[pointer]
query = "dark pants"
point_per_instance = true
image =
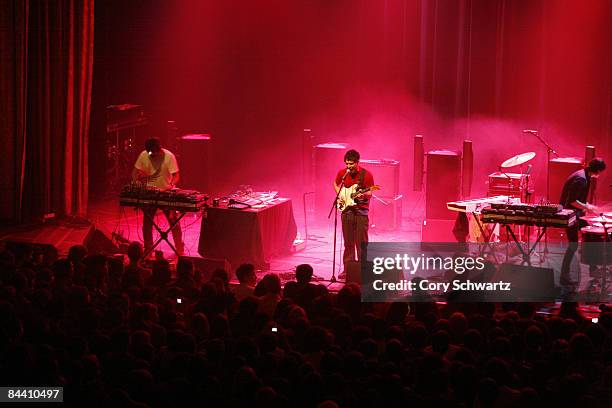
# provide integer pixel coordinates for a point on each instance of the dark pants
(572, 247)
(355, 233)
(147, 228)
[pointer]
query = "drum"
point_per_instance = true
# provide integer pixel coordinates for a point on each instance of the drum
(594, 246)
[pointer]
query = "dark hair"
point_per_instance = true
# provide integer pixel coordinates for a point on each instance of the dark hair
(153, 145)
(303, 273)
(244, 271)
(597, 165)
(352, 155)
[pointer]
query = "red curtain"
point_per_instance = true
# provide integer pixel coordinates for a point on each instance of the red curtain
(46, 71)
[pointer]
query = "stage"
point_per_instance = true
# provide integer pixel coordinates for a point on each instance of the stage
(107, 221)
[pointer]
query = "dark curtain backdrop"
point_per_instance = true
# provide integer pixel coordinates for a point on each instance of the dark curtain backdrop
(255, 74)
(46, 66)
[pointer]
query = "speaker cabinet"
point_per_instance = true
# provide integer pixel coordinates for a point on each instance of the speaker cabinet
(418, 159)
(559, 170)
(207, 266)
(434, 230)
(195, 162)
(328, 160)
(529, 282)
(443, 182)
(386, 212)
(97, 242)
(386, 175)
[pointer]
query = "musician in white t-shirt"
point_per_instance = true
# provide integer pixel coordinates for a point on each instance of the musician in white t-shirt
(158, 168)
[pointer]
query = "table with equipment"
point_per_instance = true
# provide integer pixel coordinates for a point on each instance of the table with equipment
(248, 233)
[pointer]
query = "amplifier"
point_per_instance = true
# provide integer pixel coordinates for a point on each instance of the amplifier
(386, 174)
(560, 169)
(328, 160)
(124, 116)
(386, 212)
(509, 182)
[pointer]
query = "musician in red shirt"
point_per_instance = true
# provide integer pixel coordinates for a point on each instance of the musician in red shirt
(355, 217)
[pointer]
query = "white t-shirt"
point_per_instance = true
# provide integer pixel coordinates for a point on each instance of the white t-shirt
(159, 170)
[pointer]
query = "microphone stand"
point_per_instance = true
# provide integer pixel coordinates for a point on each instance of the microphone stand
(334, 207)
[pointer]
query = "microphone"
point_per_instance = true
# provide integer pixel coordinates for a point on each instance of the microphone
(346, 174)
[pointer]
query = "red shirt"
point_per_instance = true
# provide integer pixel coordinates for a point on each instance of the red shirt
(350, 179)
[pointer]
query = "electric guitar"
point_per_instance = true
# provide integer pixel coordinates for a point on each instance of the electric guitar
(346, 198)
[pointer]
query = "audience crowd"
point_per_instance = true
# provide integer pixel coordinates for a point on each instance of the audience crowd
(124, 335)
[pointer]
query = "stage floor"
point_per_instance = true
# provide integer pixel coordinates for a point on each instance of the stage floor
(317, 249)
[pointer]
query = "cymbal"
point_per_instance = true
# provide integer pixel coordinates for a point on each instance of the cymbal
(518, 159)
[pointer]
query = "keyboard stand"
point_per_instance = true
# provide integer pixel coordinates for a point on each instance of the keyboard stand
(163, 235)
(530, 248)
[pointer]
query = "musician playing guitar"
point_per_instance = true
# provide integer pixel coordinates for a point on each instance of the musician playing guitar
(354, 217)
(574, 196)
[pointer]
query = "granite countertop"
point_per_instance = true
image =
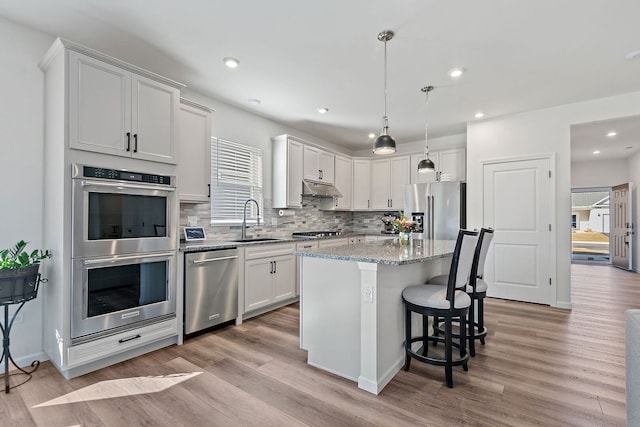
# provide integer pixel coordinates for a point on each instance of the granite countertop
(213, 244)
(385, 251)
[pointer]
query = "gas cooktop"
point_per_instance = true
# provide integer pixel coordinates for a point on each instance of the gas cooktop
(316, 234)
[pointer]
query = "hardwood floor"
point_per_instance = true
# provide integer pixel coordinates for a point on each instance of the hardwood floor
(540, 366)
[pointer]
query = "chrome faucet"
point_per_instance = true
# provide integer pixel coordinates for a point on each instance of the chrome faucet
(244, 217)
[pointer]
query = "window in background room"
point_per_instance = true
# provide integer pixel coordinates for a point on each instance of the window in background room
(590, 223)
(236, 176)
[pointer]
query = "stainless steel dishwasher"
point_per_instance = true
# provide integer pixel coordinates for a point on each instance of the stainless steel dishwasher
(210, 289)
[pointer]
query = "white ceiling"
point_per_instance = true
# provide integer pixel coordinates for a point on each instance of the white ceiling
(296, 56)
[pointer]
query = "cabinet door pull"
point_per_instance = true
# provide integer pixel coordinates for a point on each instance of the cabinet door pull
(123, 340)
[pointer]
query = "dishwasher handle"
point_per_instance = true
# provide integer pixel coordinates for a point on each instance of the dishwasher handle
(203, 261)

◆ Exercise details ◆
Write out all the material above exactly, with no image carried over.

◆ Result below ◆
[pointer]
query = "dark pants"
point_per_instance = true
image =
# provide integer pixel coordinates for a point on each instance of the dark pants
(572, 247)
(355, 233)
(147, 228)
[pointer]
query = "drum"
point_per_instance = true
# provide integer pixel coordinates for a point on each instance of the drum
(594, 246)
[pointer]
query = "dark hair"
point_per_instance = true
# provide integer pixel coordinates for a point on each instance of the dark hair
(153, 145)
(303, 273)
(244, 271)
(597, 165)
(352, 155)
[pointer]
query = "red curtain"
point_per_instance = true
# provide integer pixel coordinates for a point on each instance of the red curtain
(46, 71)
[pointer]
query = "stage"
point_per_instance = true
# provide integer pixel coordinates for a point on each instance of the stage
(107, 221)
[pointer]
query = "dark curtain backdrop"
point_per_instance = true
# provide integer pixel coordinates for a point on each instance of the dark curtain backdrop
(255, 74)
(46, 66)
[pointer]
query = "speaker cabinet"
point_per_instance = true
# provide integer pixel coordinates for a point on each instance of the speaker cabinet
(418, 159)
(559, 170)
(207, 266)
(434, 230)
(195, 162)
(328, 160)
(529, 282)
(443, 182)
(386, 212)
(97, 242)
(386, 175)
[pointer]
query = "musician in white t-shirt"
point_per_instance = true
# provide integer pixel coordinates for a point on each instance of the musician in white t-shirt
(158, 168)
[pointer]
query = "table with equipment"
point_per_instance = true
# provide integer pixel coordinates for a point on each instance of the table with equipment
(248, 233)
[pointer]
query = "amplifier"
point_per_instance = true
# provide integer pixel coordinates for a point on each instance of the amplifier
(386, 174)
(560, 169)
(328, 160)
(124, 116)
(386, 212)
(509, 182)
[pointer]
query = "musician in red shirt"
point_per_instance = true
# provide integer pixel coordinates for a point on each instance of the musician in red shirt
(355, 217)
[pointer]
query = "white t-shirt"
point_per_instance = true
# provide integer pixel coordinates for a point on each instance of the white t-shirt
(159, 170)
[pointer]
query = "microphone stand"
point_per_instance = true
# provide integer pixel coordinates for a point on each instance of the microphone stand
(334, 207)
[pointer]
query = "microphone"
point_per_instance = true
# provide integer pixel coordinates for a point on each instance of the microphone
(346, 174)
[pointer]
query = "red shirt"
point_per_instance = true
# provide integer pixel coordinates for a point on each instance of the red shirt
(350, 179)
[pointer]
query = "electric guitar"
point_per_instance = true
# provide integer pixel coordinates for a point on each instance of the electric guitar
(346, 198)
[pointer]
query = "audience crowd"
point_per_instance = true
# provide integer pixel coordinates for a point on each instance of the audience crowd
(124, 335)
[pointer]
query = "stage floor"
point_per_instance = true
# provide integer pixel coordinates for a point on each instance of the stage floor
(317, 249)
[pointer]
query = "cymbal"
point_per_instance = true
# provide integer pixel coordinates for a point on each instance of the cymbal
(518, 159)
[pointer]
query = "keyboard stand"
point_per_instance = true
# provide integer pixel coordinates for a point on each instance of the keyboard stand
(163, 235)
(530, 248)
[pointer]
query = "musician playing guitar"
point_per_instance = true
# provide integer pixel coordinates for a point on each instance of the musician playing guitar
(354, 217)
(574, 196)
[pointer]
query = "granite countertop"
point_per_instance = true
image =
# provide integer pixel coordinates for a point on each instance of the granite countertop
(213, 244)
(385, 251)
[pointer]
query = "gas cooktop"
point_per_instance = true
# provide integer pixel coordinates for a point on each instance of the gas cooktop
(316, 234)
[pointer]
query = "hardwood floor"
point_per_instance = true
# provide integer pixel coordinates for a point on each instance of the hardwood floor
(540, 366)
[pointer]
query = "chrome faucet"
point_per_instance = true
# provide integer pixel coordinates for a point on each instance of the chrome faucet
(244, 217)
[pointer]
query = "window in background room"
point_per_instance = true
# provide integer pixel coordinates for a point on each instance of the window in background room
(590, 223)
(236, 176)
[pointer]
query = "stainless steel dishwasher"
point_per_instance = true
# provide integer pixel coordinates for a point on each instance of the stainless steel dishwasher
(210, 289)
[pointer]
query = "white ceiling"
point_per_instance = true
# provide integer pixel coordinates for a point on each instance of the white ceiling
(296, 56)
[pointer]
query = "cabinet door pull"
point_per_instance = true
# provide integer pixel coordinates for a point on each instance of the cabinet door pull
(123, 340)
[pointer]
query = "dishwasher handle"
point_per_instance = true
# provide integer pixel coordinates for a point on each instance of the dishwasher handle
(203, 261)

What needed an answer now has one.